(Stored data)
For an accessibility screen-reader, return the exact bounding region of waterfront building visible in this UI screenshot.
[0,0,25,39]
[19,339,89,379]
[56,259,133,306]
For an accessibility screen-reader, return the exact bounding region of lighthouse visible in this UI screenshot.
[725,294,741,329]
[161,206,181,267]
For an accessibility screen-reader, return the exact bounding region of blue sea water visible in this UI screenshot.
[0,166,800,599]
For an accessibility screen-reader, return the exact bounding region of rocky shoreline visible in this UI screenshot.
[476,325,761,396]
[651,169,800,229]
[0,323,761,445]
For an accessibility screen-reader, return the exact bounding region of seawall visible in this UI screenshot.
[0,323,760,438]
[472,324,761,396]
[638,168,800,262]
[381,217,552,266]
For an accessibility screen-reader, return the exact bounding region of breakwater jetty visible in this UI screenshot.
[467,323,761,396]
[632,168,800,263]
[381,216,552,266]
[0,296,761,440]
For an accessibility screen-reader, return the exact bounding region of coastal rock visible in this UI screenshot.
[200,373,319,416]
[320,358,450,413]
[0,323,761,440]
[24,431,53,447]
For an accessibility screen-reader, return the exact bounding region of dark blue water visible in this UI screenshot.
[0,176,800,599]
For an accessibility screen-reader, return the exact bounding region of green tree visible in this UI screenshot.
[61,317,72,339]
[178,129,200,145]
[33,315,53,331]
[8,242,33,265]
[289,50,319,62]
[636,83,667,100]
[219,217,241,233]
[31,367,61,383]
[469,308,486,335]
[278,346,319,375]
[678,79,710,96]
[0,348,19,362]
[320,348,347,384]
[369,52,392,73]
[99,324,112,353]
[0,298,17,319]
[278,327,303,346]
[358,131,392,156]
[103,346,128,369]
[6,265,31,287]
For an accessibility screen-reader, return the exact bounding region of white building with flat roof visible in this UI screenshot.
---
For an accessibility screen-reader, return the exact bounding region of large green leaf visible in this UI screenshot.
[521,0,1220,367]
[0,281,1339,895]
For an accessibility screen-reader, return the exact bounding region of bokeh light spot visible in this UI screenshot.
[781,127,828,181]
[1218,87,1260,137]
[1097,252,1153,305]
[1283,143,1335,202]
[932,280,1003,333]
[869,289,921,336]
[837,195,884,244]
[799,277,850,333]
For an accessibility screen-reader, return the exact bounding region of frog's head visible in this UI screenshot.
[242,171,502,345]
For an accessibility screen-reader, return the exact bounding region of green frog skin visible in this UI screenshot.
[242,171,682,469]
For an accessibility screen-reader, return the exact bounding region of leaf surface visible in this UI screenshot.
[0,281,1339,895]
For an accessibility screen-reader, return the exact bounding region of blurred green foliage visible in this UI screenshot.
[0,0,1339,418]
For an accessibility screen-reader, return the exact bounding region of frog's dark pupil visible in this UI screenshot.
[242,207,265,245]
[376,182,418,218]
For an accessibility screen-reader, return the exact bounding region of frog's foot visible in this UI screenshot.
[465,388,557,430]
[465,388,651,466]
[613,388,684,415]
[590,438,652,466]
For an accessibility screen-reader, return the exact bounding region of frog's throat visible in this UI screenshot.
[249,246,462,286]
--
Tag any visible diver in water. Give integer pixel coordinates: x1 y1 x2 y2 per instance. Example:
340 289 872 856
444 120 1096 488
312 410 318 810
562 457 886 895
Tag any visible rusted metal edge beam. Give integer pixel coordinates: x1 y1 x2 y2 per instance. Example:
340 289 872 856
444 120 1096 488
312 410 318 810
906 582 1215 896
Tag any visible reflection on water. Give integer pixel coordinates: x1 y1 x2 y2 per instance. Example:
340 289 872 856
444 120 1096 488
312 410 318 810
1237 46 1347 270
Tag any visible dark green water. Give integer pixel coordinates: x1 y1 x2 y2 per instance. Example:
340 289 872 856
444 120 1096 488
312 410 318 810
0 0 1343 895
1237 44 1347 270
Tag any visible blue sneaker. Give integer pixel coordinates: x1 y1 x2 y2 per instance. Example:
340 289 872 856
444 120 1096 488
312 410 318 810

** STATED PROBLEM **
Write out the records from the line with "building visible in this UI screenshot." up to and including the line with "[56,259,133,306]", and shift every bounding-box coordinate in the answers by adding 145 to it. Keep the request line as it stands.

** ANSWER TO THE EXERCISE **
For an accessibility screen-reader, return the exact bounding region of waterfront building visible in this UI screenshot.
[145,145,170,184]
[164,484,234,524]
[201,404,278,451]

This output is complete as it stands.